**Excerpted passage:**
APA 7, MLA 9, Chicago author-date, IEEE, Nature, Vancouver render cleanly on the fixture set

P4

Metadata adapters: DOI, arXiv, PDF, URL, BibTeX, Zotero

VCR-backed CI tests plus a live smoke script

P5

vLLM and llama.cpp backends

All three local backends pass the same conformance suite

P6

NLI verification + hand-curated AI-papers benchmark

Coverage report shows support-rate gains; see benchmarks/README.md

Polish

REQUIRED progression fix (ADR-009), real CLI, examples as living reports

ADR-009 integration test passes; citeformer CLI covers generate/verify/render; examples/ has runnable scripts with findings READMEs

Expansion

Marker-shape enum (ADR-011), OpenAI + Anthropic + Gemini + Mistral API backends, threshold calibration, multi-prompt + ALCE benchmarks, literature-review notebook, HF Space demo, GROBID PDF extractor

Seven backends pass a shared contract; 40-run multi-prompt sweep reports 0.0 ± 0.0 fabrication; PREPRINT.md describes the v0.1 design + evaluation

P7 (shipped)

v0.1.0 on PyPI + GitHub Release

pip install citeformer==0.1.0 works; docs built on RTD; CI green across Python 3.11–3.14

Next-up (v0.2 scope TBD): full-ALCE reproducibility (ASQA / QAMPARI / ELI5), per-chunk NLI during generation, streaming refinements on API backends, and a possible citeformer-ts sibling if ecosystem demand materialises.

Tiered enforcement — where the masking runs

v0.1 framed the API/local split as “schema-tier vs logit-tier”, but as of late 2025 that’s no longer the honest line: every modern provider’s strict structured-outputs mode is real token-level constrained sampling inside their runtime, not post-hoc validation. The current honest distinction is where the masking runs — in your process, or inside the provider:

Backend

Where the masking runs

Mechanism

Notes

HFBackend

In-process

XGrammar LogitsProcessor

The flagship — you own the runtime.

VLLMBackend

In-process

XGrammar / llguidance via GuidedDecodingParams

Linux/CUDA only.

LlamaCppBackend

In-process

Native GBNF (Llama(grammar=...))

CPU + Metal + CUDA.

OpenAIBackend

Provider runtime

Strict JSON schema

Token-level constrained sampling on gpt-4o-2024-08-06+ and successors per OpenAI’s Aug 2024 announcement.

AnthropicBackend

Provider runtime

Native Citations API + cache_control

Provider enforces that every cite references a supplied document. Prompt-caching on by default — repeat-source RAG bills cache-read prices on subsequent calls.

OpenRouterBackend

Provider runtime (per upstream)

Strict JSON via OpenAI wire format

Routes to Anthropic / OpenAI / Google / Mistral / Groq / Fireworks / Together / Cohere. provider.require_parameters: true (default) refuses to land on upstreams that don’t honour strict mode — preserves the guarantee end-to-end.

FireworksBackend

Provider runtime

Native GBNF (type: grammar)

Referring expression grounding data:
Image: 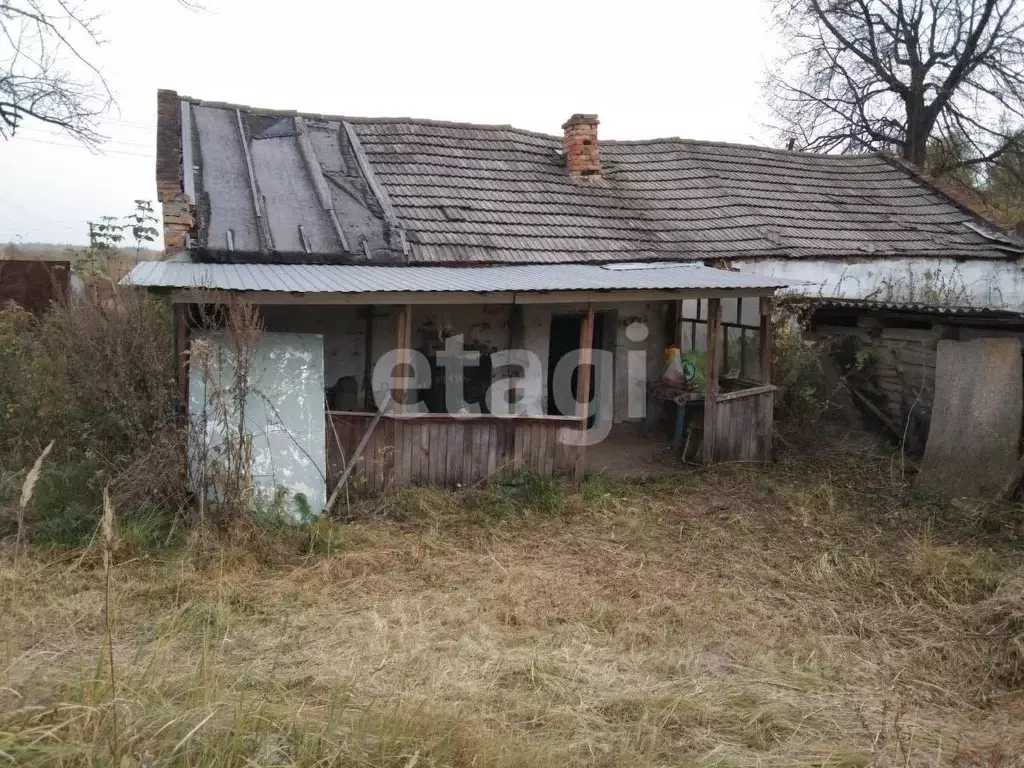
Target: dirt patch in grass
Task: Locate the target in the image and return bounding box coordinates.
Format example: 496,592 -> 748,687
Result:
0,436 -> 1024,768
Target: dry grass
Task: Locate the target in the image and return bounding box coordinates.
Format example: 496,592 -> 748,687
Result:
0,436 -> 1024,768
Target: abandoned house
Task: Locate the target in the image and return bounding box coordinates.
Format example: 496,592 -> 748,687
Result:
126,91 -> 1024,512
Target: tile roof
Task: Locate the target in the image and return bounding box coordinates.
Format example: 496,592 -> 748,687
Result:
123,261 -> 792,295
176,99 -> 1024,263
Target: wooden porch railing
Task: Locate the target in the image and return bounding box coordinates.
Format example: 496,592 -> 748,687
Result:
705,384 -> 776,462
327,411 -> 583,493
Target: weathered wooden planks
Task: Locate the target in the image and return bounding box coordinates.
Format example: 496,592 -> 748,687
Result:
706,386 -> 775,462
328,412 -> 582,493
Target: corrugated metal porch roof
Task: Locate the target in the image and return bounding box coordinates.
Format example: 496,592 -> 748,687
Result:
122,261 -> 793,294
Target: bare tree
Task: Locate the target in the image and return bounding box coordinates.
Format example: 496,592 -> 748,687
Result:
0,0 -> 201,146
0,0 -> 113,146
766,0 -> 1024,167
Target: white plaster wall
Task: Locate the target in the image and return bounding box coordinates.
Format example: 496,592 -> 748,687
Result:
733,257 -> 1024,311
261,305 -> 366,401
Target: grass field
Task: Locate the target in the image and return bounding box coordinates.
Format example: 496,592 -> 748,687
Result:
0,436 -> 1024,768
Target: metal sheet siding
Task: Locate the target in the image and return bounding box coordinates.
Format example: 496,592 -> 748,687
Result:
123,261 -> 792,293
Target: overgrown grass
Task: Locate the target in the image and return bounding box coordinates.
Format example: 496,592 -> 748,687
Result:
0,436 -> 1024,768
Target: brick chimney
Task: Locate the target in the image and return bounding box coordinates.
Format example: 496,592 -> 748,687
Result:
157,90 -> 196,254
562,115 -> 601,176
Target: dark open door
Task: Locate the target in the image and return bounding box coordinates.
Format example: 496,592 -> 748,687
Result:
548,312 -> 604,423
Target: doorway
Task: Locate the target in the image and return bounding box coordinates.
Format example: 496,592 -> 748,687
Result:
548,312 -> 605,425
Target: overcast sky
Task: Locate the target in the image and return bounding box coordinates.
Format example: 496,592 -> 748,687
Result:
0,0 -> 774,244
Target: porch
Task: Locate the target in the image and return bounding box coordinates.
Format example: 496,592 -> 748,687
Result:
132,262 -> 781,506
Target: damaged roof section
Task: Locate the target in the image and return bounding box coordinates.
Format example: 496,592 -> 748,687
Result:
165,91 -> 1024,265
182,95 -> 406,263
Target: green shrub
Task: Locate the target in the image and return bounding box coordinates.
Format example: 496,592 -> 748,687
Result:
0,290 -> 185,546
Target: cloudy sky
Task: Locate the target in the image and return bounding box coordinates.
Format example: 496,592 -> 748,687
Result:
0,0 -> 775,244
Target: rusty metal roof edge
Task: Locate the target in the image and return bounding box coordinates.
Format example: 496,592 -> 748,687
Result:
778,296 -> 1024,319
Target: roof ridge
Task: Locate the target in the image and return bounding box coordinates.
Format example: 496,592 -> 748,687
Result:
180,95 -> 882,161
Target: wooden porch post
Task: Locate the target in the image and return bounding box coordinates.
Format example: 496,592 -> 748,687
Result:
174,304 -> 188,418
703,299 -> 722,464
761,296 -> 775,462
761,296 -> 771,384
572,304 -> 594,485
394,304 -> 413,411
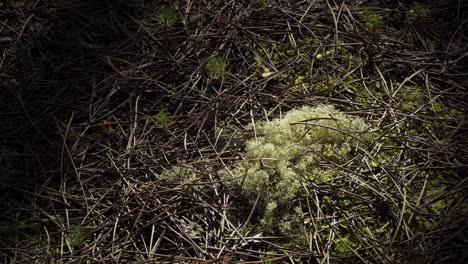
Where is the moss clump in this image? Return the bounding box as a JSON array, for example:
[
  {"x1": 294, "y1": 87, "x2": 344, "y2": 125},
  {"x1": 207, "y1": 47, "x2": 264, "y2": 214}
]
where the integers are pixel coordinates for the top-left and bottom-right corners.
[{"x1": 219, "y1": 105, "x2": 370, "y2": 236}]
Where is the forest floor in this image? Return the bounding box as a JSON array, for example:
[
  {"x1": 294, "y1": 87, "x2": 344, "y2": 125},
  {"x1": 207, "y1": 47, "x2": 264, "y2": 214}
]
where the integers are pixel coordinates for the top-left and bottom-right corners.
[{"x1": 0, "y1": 0, "x2": 468, "y2": 263}]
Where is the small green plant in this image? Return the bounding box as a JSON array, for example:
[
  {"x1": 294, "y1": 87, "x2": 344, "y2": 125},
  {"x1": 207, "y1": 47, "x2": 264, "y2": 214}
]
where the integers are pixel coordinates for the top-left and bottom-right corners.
[
  {"x1": 205, "y1": 55, "x2": 228, "y2": 79},
  {"x1": 149, "y1": 110, "x2": 173, "y2": 129},
  {"x1": 256, "y1": 0, "x2": 271, "y2": 8},
  {"x1": 158, "y1": 6, "x2": 179, "y2": 28},
  {"x1": 411, "y1": 3, "x2": 430, "y2": 19},
  {"x1": 69, "y1": 225, "x2": 88, "y2": 247},
  {"x1": 333, "y1": 235, "x2": 357, "y2": 255},
  {"x1": 361, "y1": 7, "x2": 384, "y2": 30}
]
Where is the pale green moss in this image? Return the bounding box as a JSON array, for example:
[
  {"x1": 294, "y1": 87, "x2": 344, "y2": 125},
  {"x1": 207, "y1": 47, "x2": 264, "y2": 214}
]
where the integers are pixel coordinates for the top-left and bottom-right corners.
[{"x1": 219, "y1": 105, "x2": 370, "y2": 235}]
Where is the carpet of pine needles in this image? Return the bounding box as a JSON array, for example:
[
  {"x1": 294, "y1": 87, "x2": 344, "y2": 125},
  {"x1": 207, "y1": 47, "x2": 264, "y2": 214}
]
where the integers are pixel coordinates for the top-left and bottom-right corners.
[{"x1": 0, "y1": 0, "x2": 468, "y2": 263}]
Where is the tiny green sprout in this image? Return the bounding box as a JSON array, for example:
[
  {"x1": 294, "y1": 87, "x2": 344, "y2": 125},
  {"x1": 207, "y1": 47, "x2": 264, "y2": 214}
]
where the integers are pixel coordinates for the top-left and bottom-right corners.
[
  {"x1": 334, "y1": 235, "x2": 356, "y2": 255},
  {"x1": 412, "y1": 3, "x2": 429, "y2": 19},
  {"x1": 205, "y1": 56, "x2": 227, "y2": 79},
  {"x1": 149, "y1": 110, "x2": 172, "y2": 129},
  {"x1": 361, "y1": 7, "x2": 384, "y2": 30},
  {"x1": 69, "y1": 225, "x2": 88, "y2": 247},
  {"x1": 256, "y1": 0, "x2": 271, "y2": 8},
  {"x1": 158, "y1": 6, "x2": 178, "y2": 28}
]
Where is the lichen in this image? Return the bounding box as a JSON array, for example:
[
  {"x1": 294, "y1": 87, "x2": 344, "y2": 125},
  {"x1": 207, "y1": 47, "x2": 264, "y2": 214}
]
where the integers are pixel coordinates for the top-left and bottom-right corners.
[{"x1": 219, "y1": 105, "x2": 370, "y2": 235}]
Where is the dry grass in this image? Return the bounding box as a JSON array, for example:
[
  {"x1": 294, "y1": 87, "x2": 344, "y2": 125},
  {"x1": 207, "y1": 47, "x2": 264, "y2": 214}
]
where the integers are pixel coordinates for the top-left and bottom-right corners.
[{"x1": 0, "y1": 0, "x2": 468, "y2": 263}]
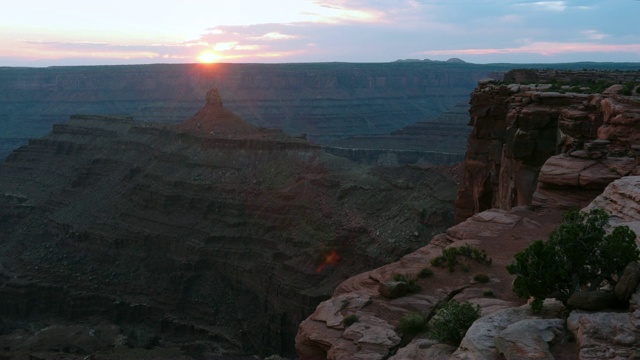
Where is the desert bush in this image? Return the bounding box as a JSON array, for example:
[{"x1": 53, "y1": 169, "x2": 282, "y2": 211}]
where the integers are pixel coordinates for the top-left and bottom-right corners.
[
  {"x1": 342, "y1": 314, "x2": 358, "y2": 326},
  {"x1": 393, "y1": 274, "x2": 422, "y2": 293},
  {"x1": 507, "y1": 209, "x2": 640, "y2": 311},
  {"x1": 473, "y1": 274, "x2": 490, "y2": 284},
  {"x1": 429, "y1": 300, "x2": 480, "y2": 346},
  {"x1": 399, "y1": 313, "x2": 427, "y2": 336}
]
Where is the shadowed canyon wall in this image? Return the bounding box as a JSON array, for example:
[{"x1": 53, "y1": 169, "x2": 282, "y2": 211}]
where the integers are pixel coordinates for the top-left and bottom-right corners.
[
  {"x1": 0, "y1": 91, "x2": 455, "y2": 357},
  {"x1": 0, "y1": 62, "x2": 505, "y2": 157}
]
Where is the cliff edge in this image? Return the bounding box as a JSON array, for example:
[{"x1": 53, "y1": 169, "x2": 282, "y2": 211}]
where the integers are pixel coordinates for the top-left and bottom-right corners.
[{"x1": 296, "y1": 70, "x2": 640, "y2": 360}]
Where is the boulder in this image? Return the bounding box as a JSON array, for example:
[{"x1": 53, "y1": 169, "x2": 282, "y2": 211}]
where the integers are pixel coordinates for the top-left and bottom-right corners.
[
  {"x1": 613, "y1": 261, "x2": 640, "y2": 301},
  {"x1": 567, "y1": 311, "x2": 640, "y2": 360},
  {"x1": 389, "y1": 338, "x2": 456, "y2": 360},
  {"x1": 451, "y1": 300, "x2": 564, "y2": 360},
  {"x1": 567, "y1": 291, "x2": 617, "y2": 311},
  {"x1": 495, "y1": 319, "x2": 564, "y2": 360}
]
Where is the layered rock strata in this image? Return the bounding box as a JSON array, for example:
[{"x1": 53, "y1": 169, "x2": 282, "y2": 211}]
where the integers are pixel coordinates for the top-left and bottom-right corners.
[
  {"x1": 296, "y1": 71, "x2": 640, "y2": 360},
  {"x1": 456, "y1": 71, "x2": 640, "y2": 221},
  {"x1": 0, "y1": 91, "x2": 455, "y2": 358}
]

**Exercise tasks:**
(a) Answer these questions about the citeformer excerpt:
(i) Across which Python versions is CI green for the v0.1.0 release?
(ii) What mechanism does LlamaCppBackend use?
(iii) On which platforms does VLLMBackend run?
(b) What is the word-for-word text of the citeformer excerpt from "Strict JSON schema" up to and including "on subsequent calls."?

**Your responses:**
(a)
(i) Python 3.11–3.14
(ii) Native GBNF (Llama(grammar=...))
(iii) Linux/CUDA only

(b)
Strict JSON schema

Token-level constrained sampling on gpt-4o-2024-08-06+ and successors per OpenAI’s Aug 2024 announcement.

AnthropicBackend

Provider runtime

Native Citations API + cache_control

Provider enforces that every cite references a supplied document. Prompt-caching on by default — repeat-source RAG bills cache-read prices on subsequent calls.